# [Фрагмент текста]
+-------+
В культуре шло накопление нетрадиционных способов работы с материалом, сами приемы становились смыслоносными. Новое понимание приема было позаимствовано у Аристотеля, который в «Поэтике» определял «технические приемы», соединяющие «части» и «целое» как имманентно-конструктивные в их воздействии на реципиента. Если соотношение частей изменяется, преображается и целое. При этом Аристотель различает универсальные «формальные единицы», обеспечивающие существование жанра, и «художественный прием» в узком смысле, обозначающий сюжетный ход, который не следует из «необходимости и вероятности действия», а вызывает «искусственное» соединение или развязку сюжетных линий, диктуемые исключительно техническими требованиями продолжения действия. В этом смысле художественные концепции в ХХ в. опирались на тезис Аристотеля, согласно которому художественное действие должно стремиться не к реальному, а к интенциональному правдоподобию, удовлетворяемому «видимость вероятности», ведь правильность в политике и искусстве – вещи разные [1, 676-679], в искусстве невозможное становится возможным. Единство душевного порыва, обусловленного не только изображаемым, сколько изображающим, приводило к проникновению бессознательного начала в искусство. Концептуальность творчества стала важнейшей и неотъемлемой частью искусства. Зримые реалии мира, из которых ранее составлялся художественный текст, теперь уходят в подтекст произведения, а его идейная программа, бывшая подтекстом визуального ряда, становится самим текстом.
Прием важен как фактор нового расположения материала, как переработка, изменение заданного порядка, нормы. Подобное изменение приводит к декомпозиции заданных контекстов и образов на их конструктивные составляющие, отсутствует порядок восприятия этих «деталей», все большее значение приобретает их монтажное соединение. Тем самым меняется смысловая доминанта в художественном произведении. Саморепрезентация приема включает аналитическую рефлексию в сам процесс художественного творчества. Привычные опыты сюжетных картин и «выстроенных рассказов» стали казаться каким-то верхним слоем, маскирующим действительность, вместо того чтобы обнажать ее. Таким образом, происходит изменение понимание приема.
В кубофутуристической эстетике «сдвиг» осуществляется на различных уровнях: во-первых, между эстетическим и неэстетическим; во-вторых, внутри семантической структуры; в-третьих, на уровне восприятия – как нарушение ассоциативной идентификации.
«Сдвиг» как нарушение нормы является основой принципа остранения [10, 18]. Именно с ним связаны многообразные языковые эксперименты, помогающие понять не только устройство языка и регулирующие его употребление правила, но и аспекты бытия. М. Ямпольский, анализируя интертекстуальность в кинематографе, относительно аномалии в художественном языке, пишет: «Традиционный подход к киноформе, как правило, игнорирует первичную аномальность новых языковых фигур, превращая их в гениальные прозрения будущей функциональности. Такой подход вынужден объяснять все языковые новации в кино с позиций языковой нормы, формирующейся позже, чем они возникают» [29, 410].
+-------+
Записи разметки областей
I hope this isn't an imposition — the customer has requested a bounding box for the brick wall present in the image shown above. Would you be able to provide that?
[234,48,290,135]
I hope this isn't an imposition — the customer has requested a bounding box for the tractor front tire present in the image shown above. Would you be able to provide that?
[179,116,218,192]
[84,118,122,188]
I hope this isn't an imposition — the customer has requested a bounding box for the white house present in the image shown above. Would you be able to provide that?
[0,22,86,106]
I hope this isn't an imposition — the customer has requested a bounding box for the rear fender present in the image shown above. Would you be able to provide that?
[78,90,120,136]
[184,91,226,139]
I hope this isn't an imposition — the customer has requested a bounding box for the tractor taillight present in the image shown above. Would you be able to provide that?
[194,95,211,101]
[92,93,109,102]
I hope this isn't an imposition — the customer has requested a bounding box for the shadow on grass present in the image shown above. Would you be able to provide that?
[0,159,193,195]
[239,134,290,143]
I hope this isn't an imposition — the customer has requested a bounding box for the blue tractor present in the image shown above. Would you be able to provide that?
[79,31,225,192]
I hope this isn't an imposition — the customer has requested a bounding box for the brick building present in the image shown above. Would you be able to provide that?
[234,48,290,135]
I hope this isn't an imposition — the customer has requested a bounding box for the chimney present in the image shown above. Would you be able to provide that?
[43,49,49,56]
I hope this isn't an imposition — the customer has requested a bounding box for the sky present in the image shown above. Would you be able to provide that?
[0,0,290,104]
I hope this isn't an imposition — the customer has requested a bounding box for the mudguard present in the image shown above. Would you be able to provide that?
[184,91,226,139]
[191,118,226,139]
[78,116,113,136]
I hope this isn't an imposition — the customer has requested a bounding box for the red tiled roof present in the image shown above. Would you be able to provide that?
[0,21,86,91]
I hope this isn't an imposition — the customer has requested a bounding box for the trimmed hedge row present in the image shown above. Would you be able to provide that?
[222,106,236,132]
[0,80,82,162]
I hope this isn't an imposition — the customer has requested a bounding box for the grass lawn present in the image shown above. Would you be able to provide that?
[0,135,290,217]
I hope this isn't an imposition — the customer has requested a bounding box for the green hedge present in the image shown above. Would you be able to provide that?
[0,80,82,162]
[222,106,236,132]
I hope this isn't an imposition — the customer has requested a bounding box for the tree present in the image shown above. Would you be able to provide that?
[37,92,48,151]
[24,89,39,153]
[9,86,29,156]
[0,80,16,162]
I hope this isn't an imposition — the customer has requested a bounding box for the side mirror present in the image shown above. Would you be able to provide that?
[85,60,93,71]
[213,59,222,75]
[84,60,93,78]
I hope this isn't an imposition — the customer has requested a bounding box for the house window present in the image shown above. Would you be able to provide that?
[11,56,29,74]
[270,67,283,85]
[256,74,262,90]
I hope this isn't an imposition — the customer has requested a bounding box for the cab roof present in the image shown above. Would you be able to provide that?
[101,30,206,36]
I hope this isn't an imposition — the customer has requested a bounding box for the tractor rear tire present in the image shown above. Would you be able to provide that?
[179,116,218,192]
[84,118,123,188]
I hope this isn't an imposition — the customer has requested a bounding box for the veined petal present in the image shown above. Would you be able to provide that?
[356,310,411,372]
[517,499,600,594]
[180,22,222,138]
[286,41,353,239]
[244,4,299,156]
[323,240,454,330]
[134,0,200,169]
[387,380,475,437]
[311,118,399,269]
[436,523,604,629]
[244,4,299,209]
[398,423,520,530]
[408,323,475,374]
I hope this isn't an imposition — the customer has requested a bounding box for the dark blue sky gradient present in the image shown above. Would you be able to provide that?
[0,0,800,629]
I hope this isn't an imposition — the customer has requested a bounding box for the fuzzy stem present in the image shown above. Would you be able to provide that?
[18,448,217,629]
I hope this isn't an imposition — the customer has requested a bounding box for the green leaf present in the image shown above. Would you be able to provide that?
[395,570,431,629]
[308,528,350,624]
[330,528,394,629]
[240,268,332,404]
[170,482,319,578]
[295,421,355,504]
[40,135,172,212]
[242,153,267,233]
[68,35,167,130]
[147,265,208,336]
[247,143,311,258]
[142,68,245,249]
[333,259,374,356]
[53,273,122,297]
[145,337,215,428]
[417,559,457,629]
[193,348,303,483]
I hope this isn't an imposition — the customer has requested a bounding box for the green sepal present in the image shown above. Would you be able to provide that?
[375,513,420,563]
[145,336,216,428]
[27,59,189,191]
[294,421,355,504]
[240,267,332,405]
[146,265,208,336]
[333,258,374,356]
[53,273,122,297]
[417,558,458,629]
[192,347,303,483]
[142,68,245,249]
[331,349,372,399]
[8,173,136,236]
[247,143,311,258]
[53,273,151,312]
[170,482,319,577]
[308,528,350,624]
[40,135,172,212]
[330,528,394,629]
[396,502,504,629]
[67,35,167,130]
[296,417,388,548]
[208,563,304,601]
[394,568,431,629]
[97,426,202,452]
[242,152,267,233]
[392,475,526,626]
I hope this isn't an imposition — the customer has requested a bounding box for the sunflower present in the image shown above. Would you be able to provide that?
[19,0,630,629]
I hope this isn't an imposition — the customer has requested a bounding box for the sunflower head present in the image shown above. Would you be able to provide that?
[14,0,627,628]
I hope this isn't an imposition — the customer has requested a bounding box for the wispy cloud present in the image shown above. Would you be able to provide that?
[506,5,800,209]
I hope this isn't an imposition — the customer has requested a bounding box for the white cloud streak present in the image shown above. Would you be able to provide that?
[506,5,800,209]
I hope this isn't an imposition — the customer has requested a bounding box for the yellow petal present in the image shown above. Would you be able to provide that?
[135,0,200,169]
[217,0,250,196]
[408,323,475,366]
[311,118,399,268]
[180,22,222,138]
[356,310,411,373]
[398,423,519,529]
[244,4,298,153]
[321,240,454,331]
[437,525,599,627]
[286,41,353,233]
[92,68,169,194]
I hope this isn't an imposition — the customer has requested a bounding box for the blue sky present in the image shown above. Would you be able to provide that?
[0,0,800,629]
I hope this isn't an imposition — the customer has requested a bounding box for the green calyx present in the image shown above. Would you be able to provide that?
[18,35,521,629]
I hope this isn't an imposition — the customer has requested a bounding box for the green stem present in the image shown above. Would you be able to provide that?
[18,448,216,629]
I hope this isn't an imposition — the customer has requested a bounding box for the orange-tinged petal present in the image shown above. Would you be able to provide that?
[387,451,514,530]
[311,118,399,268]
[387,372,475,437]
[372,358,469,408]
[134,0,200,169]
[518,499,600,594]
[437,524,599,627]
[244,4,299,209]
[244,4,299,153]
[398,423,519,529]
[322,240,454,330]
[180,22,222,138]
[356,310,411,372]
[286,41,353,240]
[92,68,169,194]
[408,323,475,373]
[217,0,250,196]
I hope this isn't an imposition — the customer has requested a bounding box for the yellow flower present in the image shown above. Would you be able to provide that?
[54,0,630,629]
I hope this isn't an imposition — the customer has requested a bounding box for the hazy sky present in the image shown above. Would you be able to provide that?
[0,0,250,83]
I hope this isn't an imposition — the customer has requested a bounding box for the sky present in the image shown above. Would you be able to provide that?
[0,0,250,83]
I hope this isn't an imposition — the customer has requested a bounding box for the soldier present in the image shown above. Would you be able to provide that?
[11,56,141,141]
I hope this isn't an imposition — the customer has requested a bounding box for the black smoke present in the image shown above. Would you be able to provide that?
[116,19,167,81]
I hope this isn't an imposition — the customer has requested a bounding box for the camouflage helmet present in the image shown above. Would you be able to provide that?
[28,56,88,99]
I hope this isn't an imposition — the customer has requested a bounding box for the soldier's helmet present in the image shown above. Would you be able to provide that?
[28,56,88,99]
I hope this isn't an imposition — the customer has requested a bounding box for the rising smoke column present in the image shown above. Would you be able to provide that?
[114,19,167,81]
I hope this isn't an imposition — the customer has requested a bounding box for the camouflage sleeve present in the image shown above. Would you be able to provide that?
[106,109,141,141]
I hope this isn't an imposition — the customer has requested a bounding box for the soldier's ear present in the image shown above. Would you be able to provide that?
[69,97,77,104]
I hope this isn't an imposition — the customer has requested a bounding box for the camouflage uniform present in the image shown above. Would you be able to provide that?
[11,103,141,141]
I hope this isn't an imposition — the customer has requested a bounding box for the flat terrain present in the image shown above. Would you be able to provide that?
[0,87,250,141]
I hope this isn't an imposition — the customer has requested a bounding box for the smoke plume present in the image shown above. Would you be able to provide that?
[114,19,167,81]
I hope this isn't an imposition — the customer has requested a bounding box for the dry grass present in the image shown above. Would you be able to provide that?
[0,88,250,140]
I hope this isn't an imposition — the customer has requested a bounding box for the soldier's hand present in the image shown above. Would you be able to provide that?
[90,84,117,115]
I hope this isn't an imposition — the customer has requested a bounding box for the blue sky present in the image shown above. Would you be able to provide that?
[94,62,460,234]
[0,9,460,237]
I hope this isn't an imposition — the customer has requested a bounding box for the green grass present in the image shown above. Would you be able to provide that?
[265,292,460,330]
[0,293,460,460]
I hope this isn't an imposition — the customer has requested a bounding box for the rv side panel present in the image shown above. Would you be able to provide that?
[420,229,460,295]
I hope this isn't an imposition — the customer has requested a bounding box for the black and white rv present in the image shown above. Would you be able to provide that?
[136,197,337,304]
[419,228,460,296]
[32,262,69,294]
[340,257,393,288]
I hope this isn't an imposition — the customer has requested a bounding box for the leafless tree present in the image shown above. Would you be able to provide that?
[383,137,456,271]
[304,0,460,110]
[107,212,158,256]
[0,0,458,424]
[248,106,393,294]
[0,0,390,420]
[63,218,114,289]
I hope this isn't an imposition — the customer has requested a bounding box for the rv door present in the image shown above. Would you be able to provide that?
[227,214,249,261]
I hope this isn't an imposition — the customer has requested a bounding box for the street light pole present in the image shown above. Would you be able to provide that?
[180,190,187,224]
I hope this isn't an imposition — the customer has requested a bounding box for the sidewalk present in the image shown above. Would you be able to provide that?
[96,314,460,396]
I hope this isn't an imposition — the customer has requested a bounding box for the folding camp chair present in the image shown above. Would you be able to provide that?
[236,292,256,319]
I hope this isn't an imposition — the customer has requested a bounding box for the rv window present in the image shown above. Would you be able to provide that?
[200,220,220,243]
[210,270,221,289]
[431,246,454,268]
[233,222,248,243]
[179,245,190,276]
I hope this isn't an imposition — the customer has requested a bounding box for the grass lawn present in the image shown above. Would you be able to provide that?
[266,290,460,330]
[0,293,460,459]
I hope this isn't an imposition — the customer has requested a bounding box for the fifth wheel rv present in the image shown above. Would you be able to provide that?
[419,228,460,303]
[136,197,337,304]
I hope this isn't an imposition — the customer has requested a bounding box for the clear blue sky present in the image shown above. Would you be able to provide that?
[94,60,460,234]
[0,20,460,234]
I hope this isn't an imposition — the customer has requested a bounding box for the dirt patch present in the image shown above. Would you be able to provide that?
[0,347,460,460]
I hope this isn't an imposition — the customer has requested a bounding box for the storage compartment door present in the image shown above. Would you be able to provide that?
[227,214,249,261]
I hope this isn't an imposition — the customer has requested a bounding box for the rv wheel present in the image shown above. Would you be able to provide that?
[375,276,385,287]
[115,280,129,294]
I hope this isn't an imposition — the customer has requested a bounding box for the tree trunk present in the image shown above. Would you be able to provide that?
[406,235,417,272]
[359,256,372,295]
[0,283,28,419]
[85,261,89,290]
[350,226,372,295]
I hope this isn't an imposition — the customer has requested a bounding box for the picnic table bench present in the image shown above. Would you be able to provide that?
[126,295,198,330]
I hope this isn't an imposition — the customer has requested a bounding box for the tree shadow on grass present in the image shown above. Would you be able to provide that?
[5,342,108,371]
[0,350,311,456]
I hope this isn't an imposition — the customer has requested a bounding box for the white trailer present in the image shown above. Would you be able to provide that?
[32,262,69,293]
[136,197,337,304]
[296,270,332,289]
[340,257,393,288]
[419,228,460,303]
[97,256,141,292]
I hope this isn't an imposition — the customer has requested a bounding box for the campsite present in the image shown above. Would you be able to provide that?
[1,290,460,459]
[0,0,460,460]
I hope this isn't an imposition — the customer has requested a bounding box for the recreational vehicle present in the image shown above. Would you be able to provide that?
+-------+
# [Задание 1]
Процитируйте из текста о художественном приеме отрывок, начиная со слов «В кубофутуристической эстетике» и продолжая до слов «нарушение ассоциативной идентификации.» включительно.
# [Задание 2]
Выведите без изменений строки данных, начиная со строки со словами «for the campsite» и заканчивая последней строкой данных.

# [Полный ответ 1]
В кубофутуристической эстетике «сдвиг» осуществляется на различных уровнях: во-первых, между эстетическим и неэстетическим; во-вторых, внутри семантической структуры; в-третьих, на уровне восприятия – как нарушение ассоциативной идентификации.

# [Полный ответ 2]
I hope this isn't an imposition — the customer has requested a bounding box for the campsite present in the image shown above. Would you be able to provide that?
[1,290,460,459]
[0,0,460,460]
I hope this isn't an imposition — the customer has requested a bounding box for the recreational vehicle present in the image shown above. Would you be able to provide that?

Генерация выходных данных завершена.